§ **Problem to work on**
Would you write out every entry exactly, but without the pictures?

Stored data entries
════

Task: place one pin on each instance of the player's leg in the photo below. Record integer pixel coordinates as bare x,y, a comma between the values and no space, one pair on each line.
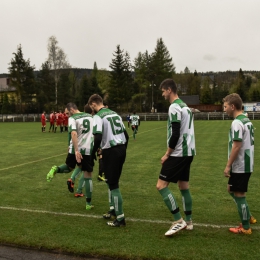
81,185
134,131
64,168
111,214
113,161
170,173
252,219
100,170
238,183
71,180
87,168
183,184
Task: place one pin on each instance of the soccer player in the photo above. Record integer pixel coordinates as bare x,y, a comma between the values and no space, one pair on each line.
65,122
110,134
81,143
52,120
128,120
178,157
43,120
135,122
240,160
244,112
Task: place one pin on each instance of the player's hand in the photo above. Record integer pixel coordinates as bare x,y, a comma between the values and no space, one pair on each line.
92,161
227,171
78,156
164,158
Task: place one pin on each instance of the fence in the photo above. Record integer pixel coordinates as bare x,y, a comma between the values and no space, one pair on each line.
143,117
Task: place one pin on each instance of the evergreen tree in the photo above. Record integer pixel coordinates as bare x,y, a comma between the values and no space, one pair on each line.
6,107
22,78
161,67
45,88
116,92
58,61
141,83
128,83
64,89
84,91
241,86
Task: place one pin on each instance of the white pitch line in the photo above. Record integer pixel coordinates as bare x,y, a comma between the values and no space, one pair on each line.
31,162
130,219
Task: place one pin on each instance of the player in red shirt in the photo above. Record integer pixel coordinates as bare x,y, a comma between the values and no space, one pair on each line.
59,121
43,120
65,122
52,120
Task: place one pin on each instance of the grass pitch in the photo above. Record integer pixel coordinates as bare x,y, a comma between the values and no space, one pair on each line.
44,215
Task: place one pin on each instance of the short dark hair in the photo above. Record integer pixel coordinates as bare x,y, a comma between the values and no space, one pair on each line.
169,83
234,99
95,98
87,109
70,105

════

§ **Response to this exercise**
Task: place one pin on each instance of the player's leg in the photo below. Record integer pixel coordinates as bare x,y, a comma between the values and no space, one pair on each line.
81,185
134,131
64,168
111,214
113,161
170,173
252,219
100,170
238,183
71,180
87,168
183,184
Task: place one pin on each instance of the soccer player in the photo above. Record integer pixel coordinates as bare x,y, a comma between the values and no space, one pair on each line.
65,122
110,134
81,143
52,120
128,120
178,157
43,120
135,122
240,160
244,112
Task: place one pin on each instance of the player's hand in the photo above. Record integer pixel coordinates as bare x,y, a comma between the values and no space, one pair on each line.
92,161
227,171
78,156
164,158
Task: place one pin on each instance of the fence in the photo above. Record integer pixel coordinates as bare x,y, a comma between the values and no space, one pair on each line.
143,117
Task: place one pin on each instance of the evergreen tree in the photo above. Record integer pixel coordinates as bare x,y, a comma between the values and no space, one pair on each line.
6,107
22,78
161,67
45,88
116,92
58,61
141,83
128,83
64,89
84,91
241,86
Task: place one pin on each instance of the white pitch line in the photo above. Record integer pixel coordinates as bare x,y, a comma between the values and no space, one pair on each line.
31,162
130,219
Task: place one pin on each instance of the player in red shirt in the photo above. Record integer pixel coordinates as bare x,y, a comma between the values and no space, one pair on each line.
59,121
43,120
65,122
52,120
Task: place one pin on each instance of the grass pitch in the photo above. Record integer pixel coordinates as bare x,y, a comma between the values and no space, one pair on each line.
44,215
Task: place one pin on each instance of the short dark hair in the photo above. Record integer pixel coordinates as bare x,y, a comma between the values and no space, one pair on each line.
169,83
234,99
95,98
87,109
70,105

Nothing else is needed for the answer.